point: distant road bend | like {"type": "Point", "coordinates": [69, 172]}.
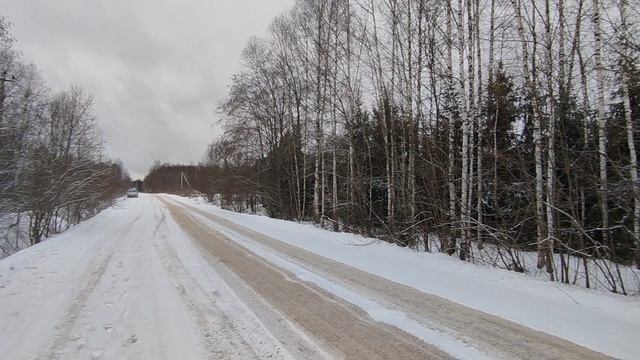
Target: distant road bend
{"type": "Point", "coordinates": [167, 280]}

==*==

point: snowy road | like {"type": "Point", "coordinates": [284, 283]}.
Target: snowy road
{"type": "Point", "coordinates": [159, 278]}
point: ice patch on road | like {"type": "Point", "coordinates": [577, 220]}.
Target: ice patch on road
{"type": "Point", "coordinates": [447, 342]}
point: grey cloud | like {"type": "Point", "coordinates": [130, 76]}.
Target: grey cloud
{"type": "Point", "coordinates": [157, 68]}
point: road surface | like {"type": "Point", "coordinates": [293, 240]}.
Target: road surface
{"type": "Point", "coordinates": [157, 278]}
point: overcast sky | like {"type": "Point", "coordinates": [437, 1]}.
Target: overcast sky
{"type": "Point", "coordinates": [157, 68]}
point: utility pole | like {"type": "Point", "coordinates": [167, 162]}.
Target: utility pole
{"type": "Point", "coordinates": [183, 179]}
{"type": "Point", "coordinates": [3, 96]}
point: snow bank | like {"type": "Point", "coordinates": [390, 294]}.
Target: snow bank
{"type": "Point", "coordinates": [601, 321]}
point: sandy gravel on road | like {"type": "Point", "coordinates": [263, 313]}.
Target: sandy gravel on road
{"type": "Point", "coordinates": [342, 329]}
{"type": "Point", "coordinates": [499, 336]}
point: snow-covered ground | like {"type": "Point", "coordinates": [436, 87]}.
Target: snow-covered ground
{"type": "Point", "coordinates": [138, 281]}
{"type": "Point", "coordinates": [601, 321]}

==*==

### PROBLEM DESCRIPTION
Give only the number of lines in the material above that contain the string "like", treating case as significant.

### THE OUTPUT
10